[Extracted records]
[Start]

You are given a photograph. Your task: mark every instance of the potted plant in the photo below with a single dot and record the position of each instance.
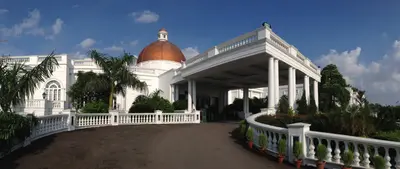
(298, 153)
(262, 142)
(242, 128)
(249, 136)
(348, 157)
(321, 156)
(379, 162)
(281, 150)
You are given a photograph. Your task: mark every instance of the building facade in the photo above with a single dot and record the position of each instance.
(201, 80)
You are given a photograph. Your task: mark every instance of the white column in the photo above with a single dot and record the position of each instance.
(276, 80)
(190, 96)
(307, 88)
(294, 86)
(290, 87)
(245, 100)
(194, 94)
(172, 93)
(226, 101)
(176, 92)
(271, 83)
(316, 93)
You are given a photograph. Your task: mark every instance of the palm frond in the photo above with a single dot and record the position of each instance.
(100, 59)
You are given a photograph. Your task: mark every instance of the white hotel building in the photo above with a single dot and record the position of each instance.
(250, 63)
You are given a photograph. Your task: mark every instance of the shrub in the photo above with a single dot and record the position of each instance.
(312, 107)
(242, 126)
(147, 105)
(141, 108)
(180, 105)
(390, 135)
(348, 157)
(95, 107)
(249, 134)
(298, 150)
(379, 162)
(262, 141)
(283, 105)
(282, 147)
(14, 127)
(302, 106)
(291, 113)
(321, 152)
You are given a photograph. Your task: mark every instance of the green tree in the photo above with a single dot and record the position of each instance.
(312, 107)
(95, 107)
(150, 103)
(333, 90)
(117, 75)
(283, 105)
(19, 81)
(82, 91)
(302, 106)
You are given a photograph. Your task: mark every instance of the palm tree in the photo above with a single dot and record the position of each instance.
(19, 81)
(117, 74)
(83, 91)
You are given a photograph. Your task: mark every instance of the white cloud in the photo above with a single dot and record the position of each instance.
(134, 43)
(114, 49)
(57, 27)
(190, 52)
(145, 16)
(380, 78)
(3, 11)
(31, 26)
(87, 43)
(78, 55)
(8, 49)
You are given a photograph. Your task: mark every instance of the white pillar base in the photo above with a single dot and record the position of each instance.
(271, 111)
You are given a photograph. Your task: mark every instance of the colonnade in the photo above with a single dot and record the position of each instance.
(273, 87)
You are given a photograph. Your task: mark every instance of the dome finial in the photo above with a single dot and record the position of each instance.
(162, 34)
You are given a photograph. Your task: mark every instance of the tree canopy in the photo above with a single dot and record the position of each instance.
(333, 93)
(116, 74)
(19, 81)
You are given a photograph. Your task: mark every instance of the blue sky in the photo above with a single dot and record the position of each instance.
(314, 27)
(360, 32)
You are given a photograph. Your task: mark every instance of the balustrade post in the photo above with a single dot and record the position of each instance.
(264, 33)
(159, 118)
(71, 122)
(114, 117)
(197, 117)
(297, 132)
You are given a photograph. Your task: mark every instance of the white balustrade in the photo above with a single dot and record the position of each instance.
(250, 38)
(364, 148)
(137, 118)
(272, 133)
(92, 120)
(35, 103)
(52, 124)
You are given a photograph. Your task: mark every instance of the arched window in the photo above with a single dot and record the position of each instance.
(53, 90)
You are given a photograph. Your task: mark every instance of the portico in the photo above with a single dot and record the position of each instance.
(256, 59)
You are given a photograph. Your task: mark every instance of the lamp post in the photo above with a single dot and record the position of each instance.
(44, 94)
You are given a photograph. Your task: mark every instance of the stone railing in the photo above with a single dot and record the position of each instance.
(70, 121)
(259, 34)
(364, 148)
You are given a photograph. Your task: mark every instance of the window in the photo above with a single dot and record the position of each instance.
(53, 90)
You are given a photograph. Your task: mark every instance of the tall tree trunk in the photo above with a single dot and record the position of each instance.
(110, 99)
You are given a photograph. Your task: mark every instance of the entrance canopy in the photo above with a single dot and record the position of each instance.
(251, 72)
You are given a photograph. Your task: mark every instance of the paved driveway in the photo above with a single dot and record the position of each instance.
(204, 146)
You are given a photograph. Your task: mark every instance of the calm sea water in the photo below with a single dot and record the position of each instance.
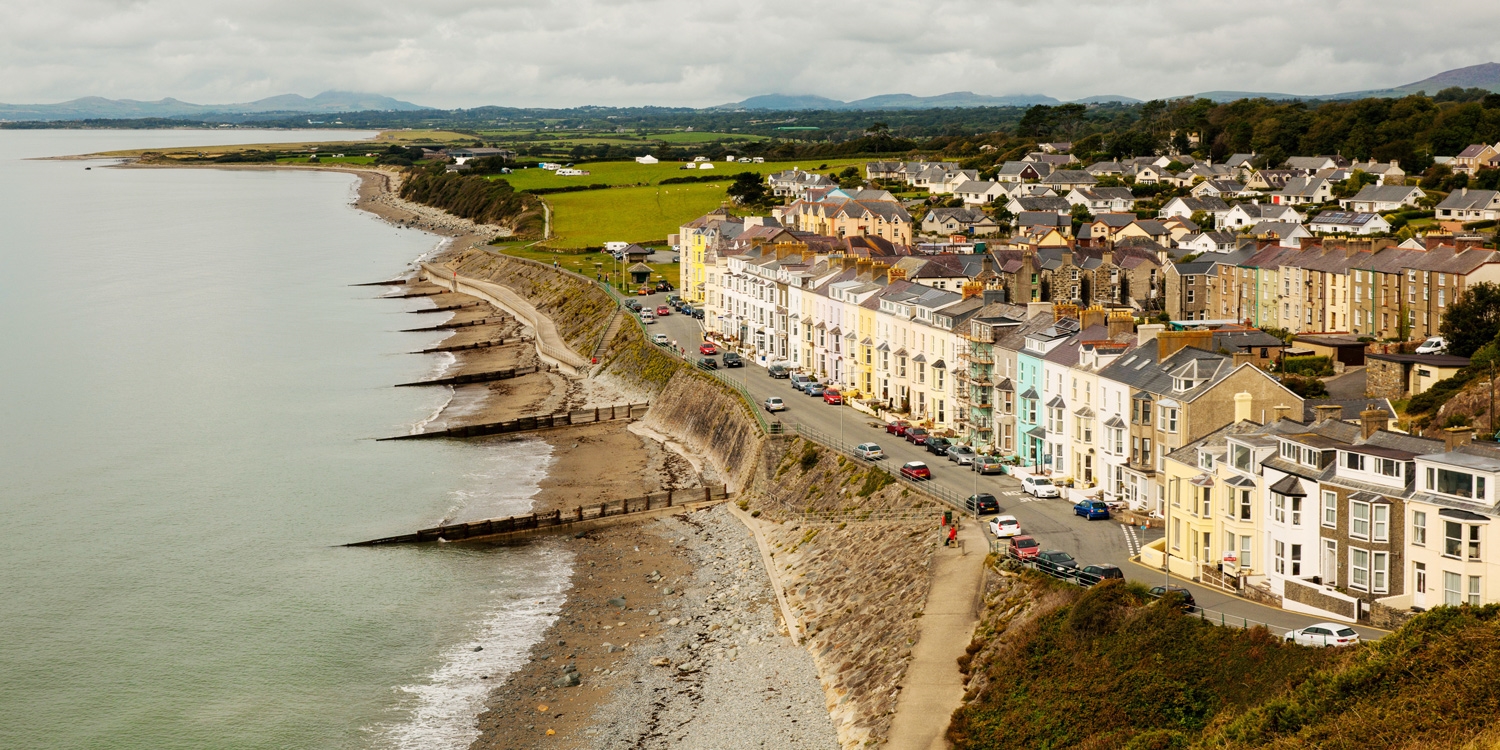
(188, 392)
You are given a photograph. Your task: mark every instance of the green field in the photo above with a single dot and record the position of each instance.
(591, 218)
(632, 173)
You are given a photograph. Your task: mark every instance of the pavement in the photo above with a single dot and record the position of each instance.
(1050, 521)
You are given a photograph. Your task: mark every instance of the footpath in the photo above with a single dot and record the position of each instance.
(933, 686)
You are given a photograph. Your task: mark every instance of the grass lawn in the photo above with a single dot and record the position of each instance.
(632, 173)
(591, 218)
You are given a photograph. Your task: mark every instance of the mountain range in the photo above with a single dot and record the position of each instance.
(101, 108)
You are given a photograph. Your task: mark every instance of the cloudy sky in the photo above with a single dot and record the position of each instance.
(696, 53)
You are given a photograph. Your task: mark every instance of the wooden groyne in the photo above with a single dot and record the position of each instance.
(449, 326)
(473, 377)
(581, 518)
(618, 413)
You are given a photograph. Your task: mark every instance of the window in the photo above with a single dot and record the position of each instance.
(1359, 569)
(1359, 519)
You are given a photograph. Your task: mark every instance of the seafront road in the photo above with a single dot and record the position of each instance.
(1050, 521)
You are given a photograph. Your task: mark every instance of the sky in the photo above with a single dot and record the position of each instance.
(701, 53)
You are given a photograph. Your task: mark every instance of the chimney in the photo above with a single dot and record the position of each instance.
(1242, 402)
(1455, 438)
(1373, 420)
(1170, 342)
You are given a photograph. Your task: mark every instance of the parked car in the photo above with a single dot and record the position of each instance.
(1038, 486)
(981, 503)
(1092, 510)
(1056, 563)
(1092, 575)
(960, 455)
(1325, 635)
(1005, 527)
(1023, 546)
(1434, 345)
(915, 470)
(987, 464)
(1179, 597)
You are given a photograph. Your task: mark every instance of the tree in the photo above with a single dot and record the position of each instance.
(1472, 320)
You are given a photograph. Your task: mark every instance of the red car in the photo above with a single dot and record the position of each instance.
(1023, 546)
(917, 470)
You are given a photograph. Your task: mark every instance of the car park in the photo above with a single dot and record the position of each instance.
(915, 470)
(1056, 563)
(1091, 575)
(1038, 486)
(1323, 635)
(987, 465)
(1179, 597)
(1023, 546)
(981, 503)
(1005, 527)
(1092, 510)
(960, 455)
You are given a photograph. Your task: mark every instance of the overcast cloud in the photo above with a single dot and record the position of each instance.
(695, 53)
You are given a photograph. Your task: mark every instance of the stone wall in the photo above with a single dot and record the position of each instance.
(1385, 380)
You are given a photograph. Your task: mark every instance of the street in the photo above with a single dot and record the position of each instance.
(1050, 521)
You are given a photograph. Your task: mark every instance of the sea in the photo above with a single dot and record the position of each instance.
(191, 393)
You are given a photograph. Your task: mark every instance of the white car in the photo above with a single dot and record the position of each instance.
(1434, 345)
(1325, 635)
(1038, 486)
(1005, 527)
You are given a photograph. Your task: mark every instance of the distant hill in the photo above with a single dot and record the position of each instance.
(96, 107)
(885, 102)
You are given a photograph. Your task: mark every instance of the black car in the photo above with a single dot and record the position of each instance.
(1097, 573)
(983, 503)
(1175, 596)
(1058, 563)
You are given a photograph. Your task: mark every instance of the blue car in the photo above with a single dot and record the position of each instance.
(1092, 510)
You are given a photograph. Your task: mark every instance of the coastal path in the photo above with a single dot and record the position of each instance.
(1050, 521)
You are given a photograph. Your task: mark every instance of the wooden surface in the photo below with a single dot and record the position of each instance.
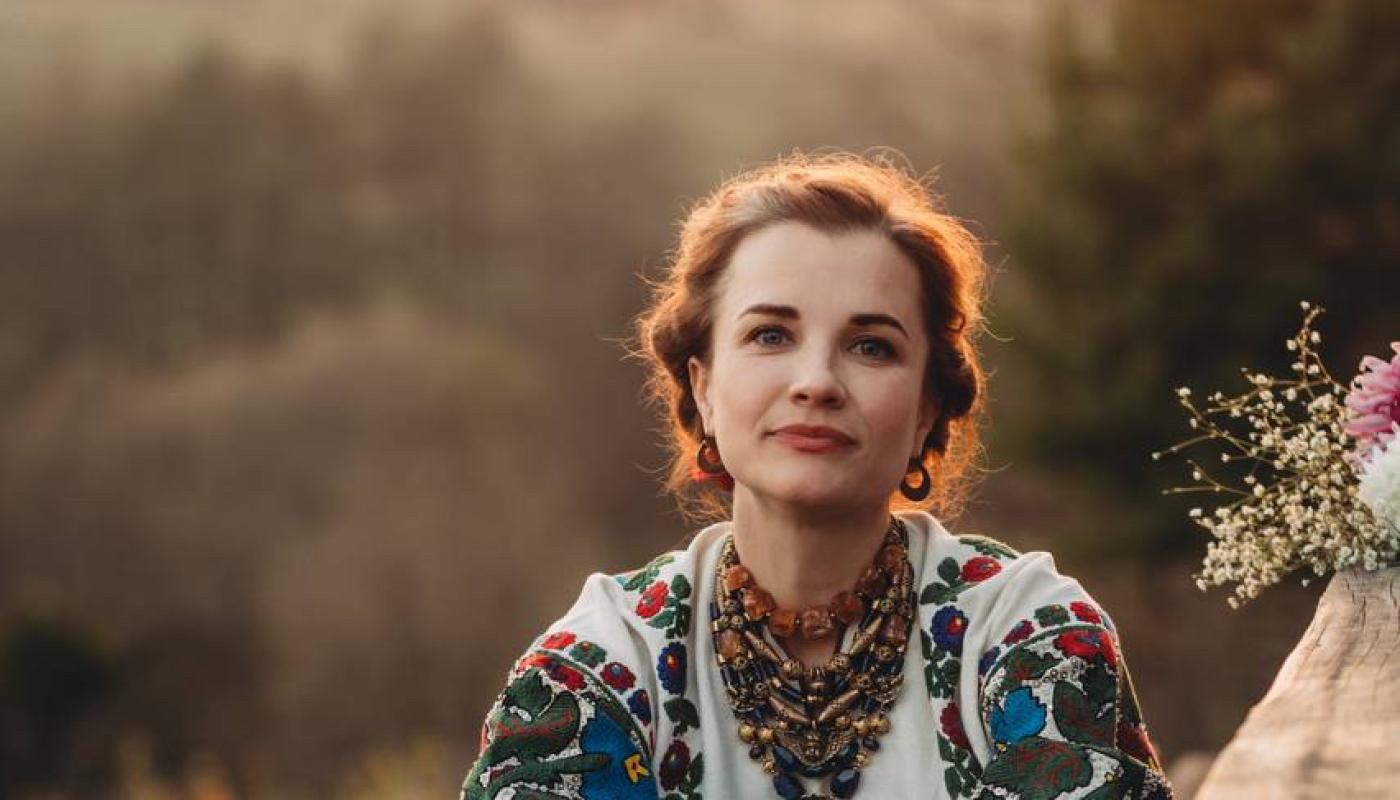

[End]

EXERCISE AIM ▸ Please write out the lines again, starting with the line that contains "of the black" and going on through the last line, with "image" substituted for "photograph" and nothing else changed. Leave the pictures out.

TASK ANSWER ▸
You are given a image. Your task: mark every instance of the black car in the photo above with a single dot and record the position of each instance.
(1097, 573)
(983, 503)
(1175, 596)
(1058, 563)
You are given a image. Your task: mark every instance of the blue car in the photo above with a single dot and record the position of each instance.
(1092, 510)
You are given a image. Your task: mark every instance of the coastal path in the photo above with a single dot and record the position of each instance.
(1050, 521)
You are given a image. Your task: mark every instance of the wooden surface in the photo below with a single dot and record the position of each instance.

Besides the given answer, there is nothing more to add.